### [TEXTE DE L'EXERCICE]
La tradition martiniste
Rappelons, avec Robert Amadou, ce que recouvre le terme « martinisme » qui, « dans la famille des doctrines d’initiation, d’illumination, (…) appartient au genre de l’ésotérisme chrétien, c’est-à-dire judéo-chrétien » (Robert Amadou, « Martinisme », 2ème édition revue et augmentée, CIREM, 1997).
C’est d’abord le Culte Primitif de l’Ordre des Chevaliers Maçons Elus Coëns de l’Univers, fondé par Martinez de Pasqually (1710–1774) dont Louis-Claude de Saint-Martin fut le secrétaire et sans doute le meilleur élève.
C’est la Théosophie de Louis-Claude de Saint-Martin (1743–1803), à la croisée de deux expériences fondatrices, l’expérience d’un Réau-Croix qui a réalisé avec succès toutes les opérations Coëns, la rencontre de l’oeuvre de Jacob Bœhme dont il sera un traducteur. Rappelons que Jacob Bœhme, qualifié souvent de mystique, fut aussi un hermétiste opératif de haut vol.
C’est le système maçonnique du Régime Ecossais Rectifié fondé par Jean-Baptiste Willermoz (1730–1824) à partir de la Stricte Observance Templière, imprégné de la doctrine de la réintégration de Martinez de Pasqually. La Profession et la Grande Profession, couronne de ce système, sont une synthèse de la doctrine véhiculée par le Culte Primitif.
C’est enfin l’Ordre martiniste, et ses nombreuses émanations, fondé en 1887 par Papus (1865–1916). Aujourd’hui, l’ensemble des ordres martinistes constitue un mouvement vivant et influent porteur des principes et symboles de l’illuminisme.

### [CONSIGNES]
• 1. D'après le texte sur la tradition martiniste, répondez brièvement :
(a) Qui a fondé l'Ordre des Chevaliers Maçons Elus Coëns de l'Univers ?
(b) De quel auteur Louis-Claude de Saint-Martin sera-t-il un traducteur ?
(c) En quelle année Papus a-t-il fondé l'Ordre martiniste ?
• 2. Résumez, s'il vous plaît, le texte sur la tradition martiniste en deux phrases.
Les lignes proviennent d'une autre source que le texte.

### [DONNÉES FOURNIES]
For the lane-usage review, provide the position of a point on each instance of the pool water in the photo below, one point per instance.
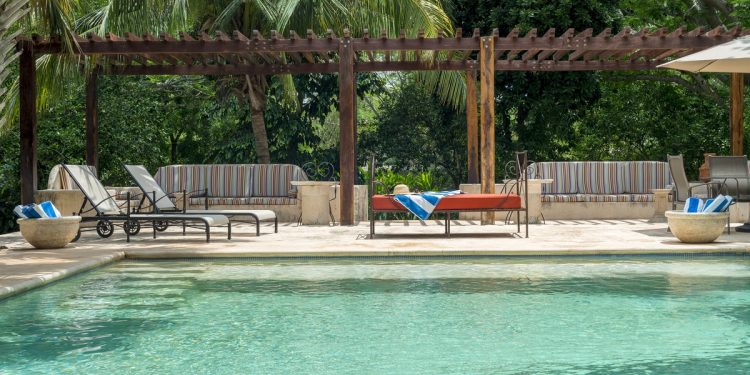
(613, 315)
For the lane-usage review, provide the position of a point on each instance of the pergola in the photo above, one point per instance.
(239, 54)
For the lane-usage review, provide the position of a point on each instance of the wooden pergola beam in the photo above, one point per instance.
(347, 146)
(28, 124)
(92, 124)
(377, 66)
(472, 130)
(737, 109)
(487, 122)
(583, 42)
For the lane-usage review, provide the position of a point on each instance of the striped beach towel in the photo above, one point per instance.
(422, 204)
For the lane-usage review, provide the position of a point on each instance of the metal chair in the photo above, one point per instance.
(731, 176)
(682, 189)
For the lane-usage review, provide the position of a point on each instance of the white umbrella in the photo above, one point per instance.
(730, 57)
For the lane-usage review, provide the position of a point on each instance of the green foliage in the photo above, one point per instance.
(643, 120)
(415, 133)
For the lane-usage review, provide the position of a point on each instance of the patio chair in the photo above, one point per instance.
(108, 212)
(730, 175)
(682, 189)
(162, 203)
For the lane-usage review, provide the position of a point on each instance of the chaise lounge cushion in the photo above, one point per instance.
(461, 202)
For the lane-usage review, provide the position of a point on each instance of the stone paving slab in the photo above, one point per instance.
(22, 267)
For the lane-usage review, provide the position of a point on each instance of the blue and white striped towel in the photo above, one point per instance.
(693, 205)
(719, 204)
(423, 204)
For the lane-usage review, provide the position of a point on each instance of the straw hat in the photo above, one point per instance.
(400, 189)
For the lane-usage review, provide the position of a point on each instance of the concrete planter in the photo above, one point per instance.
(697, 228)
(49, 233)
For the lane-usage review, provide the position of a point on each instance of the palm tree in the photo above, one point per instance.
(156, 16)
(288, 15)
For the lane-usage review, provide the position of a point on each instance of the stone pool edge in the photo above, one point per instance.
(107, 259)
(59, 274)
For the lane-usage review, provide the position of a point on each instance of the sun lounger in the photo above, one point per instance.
--
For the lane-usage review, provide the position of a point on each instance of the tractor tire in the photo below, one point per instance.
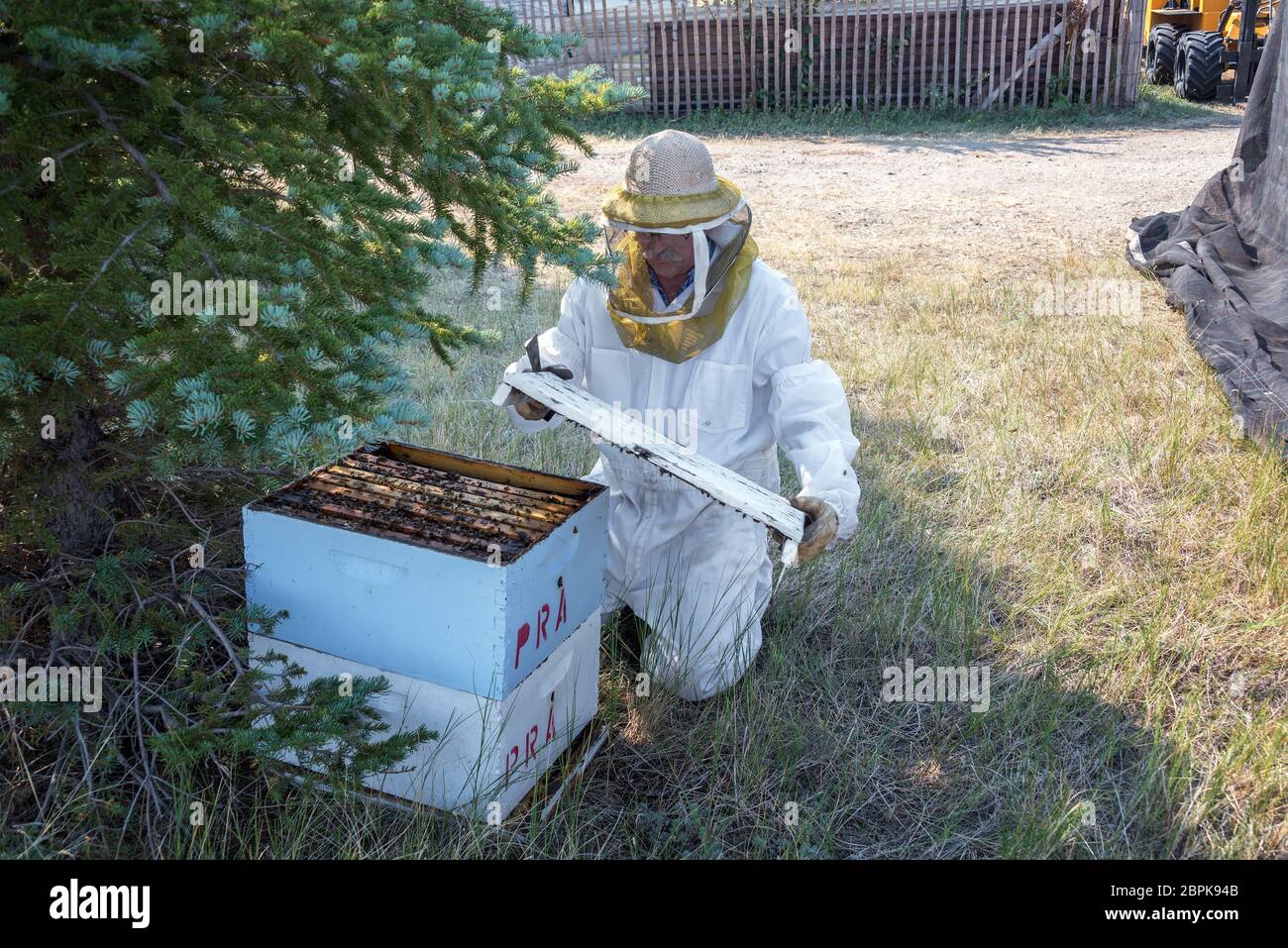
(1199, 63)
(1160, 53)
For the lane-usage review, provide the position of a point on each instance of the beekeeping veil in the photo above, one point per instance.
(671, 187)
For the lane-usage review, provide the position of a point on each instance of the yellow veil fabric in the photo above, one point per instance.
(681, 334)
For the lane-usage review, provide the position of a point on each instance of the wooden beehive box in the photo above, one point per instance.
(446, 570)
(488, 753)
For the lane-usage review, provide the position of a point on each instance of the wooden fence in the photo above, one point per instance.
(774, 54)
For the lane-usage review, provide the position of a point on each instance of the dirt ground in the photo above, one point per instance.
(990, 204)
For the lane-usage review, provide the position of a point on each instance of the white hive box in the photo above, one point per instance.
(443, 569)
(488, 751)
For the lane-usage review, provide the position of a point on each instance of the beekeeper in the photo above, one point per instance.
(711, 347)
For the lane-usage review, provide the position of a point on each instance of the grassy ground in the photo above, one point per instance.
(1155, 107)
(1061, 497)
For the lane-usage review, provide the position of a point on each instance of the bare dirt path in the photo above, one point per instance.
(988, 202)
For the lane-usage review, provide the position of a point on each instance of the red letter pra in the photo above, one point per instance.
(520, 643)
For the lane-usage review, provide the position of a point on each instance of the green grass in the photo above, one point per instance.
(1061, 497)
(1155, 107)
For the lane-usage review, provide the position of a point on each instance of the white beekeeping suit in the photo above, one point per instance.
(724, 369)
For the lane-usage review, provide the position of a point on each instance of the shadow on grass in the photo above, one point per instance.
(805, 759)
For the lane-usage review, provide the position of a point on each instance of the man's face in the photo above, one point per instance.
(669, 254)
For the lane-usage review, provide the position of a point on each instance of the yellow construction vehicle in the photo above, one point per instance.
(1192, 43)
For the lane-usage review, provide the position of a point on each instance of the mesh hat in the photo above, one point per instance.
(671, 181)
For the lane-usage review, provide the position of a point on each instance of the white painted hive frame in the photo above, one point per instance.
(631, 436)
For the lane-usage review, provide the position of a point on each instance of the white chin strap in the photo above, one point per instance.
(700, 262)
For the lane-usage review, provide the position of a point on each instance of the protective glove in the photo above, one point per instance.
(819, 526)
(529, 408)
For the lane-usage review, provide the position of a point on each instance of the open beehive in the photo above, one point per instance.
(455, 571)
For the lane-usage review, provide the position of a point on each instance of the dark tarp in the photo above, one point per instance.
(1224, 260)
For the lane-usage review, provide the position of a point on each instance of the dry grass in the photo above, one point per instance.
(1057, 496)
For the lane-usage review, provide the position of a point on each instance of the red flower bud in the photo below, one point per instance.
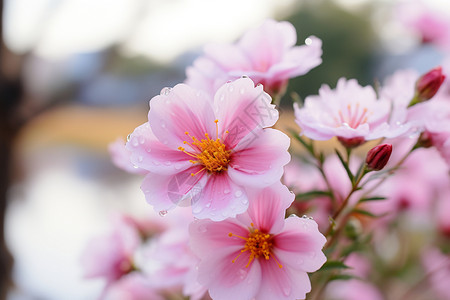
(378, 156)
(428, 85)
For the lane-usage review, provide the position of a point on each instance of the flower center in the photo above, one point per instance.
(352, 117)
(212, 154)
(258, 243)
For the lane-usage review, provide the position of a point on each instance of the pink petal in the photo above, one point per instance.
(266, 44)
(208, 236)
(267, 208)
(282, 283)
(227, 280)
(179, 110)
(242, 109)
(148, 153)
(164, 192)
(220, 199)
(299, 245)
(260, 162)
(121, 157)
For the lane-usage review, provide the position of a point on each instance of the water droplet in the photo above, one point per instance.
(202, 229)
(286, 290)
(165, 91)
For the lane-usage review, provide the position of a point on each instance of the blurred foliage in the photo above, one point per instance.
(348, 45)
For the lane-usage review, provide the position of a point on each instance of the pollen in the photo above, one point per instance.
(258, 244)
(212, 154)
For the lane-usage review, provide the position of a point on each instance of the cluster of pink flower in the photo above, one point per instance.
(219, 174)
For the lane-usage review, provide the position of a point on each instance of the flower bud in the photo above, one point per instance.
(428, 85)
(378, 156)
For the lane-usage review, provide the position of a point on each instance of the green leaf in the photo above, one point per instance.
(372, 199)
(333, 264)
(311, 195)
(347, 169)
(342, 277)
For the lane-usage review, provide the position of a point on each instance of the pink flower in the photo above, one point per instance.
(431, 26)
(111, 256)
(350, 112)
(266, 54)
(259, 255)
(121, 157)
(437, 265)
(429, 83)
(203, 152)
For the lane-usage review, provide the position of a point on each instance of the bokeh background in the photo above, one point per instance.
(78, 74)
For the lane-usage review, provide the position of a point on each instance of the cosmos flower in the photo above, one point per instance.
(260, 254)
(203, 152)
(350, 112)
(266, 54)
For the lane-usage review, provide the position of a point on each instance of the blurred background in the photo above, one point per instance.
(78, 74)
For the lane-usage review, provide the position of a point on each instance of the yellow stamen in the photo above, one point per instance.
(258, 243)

### [RÉPONSES NUMÉROTÉES]
• 1.
(a) Martinez de Pasqually
(b) Jacob Bœhme
(c) En 1887

• 2. Selon Robert Amadou, le martinisme appartient au genre de l'ésotérisme chrétien, c'est-à-dire judéo-chrétien. Il recouvre le Culte Primitif des Elus Coëns fondé par Martinez de Pasqually, la Théosophie de Louis-Claude de Saint-Martin, le Régime Ecossais Rectifié fondé par Jean-Baptiste Willermoz et l'Ordre martiniste fondé en 1887 par Papus.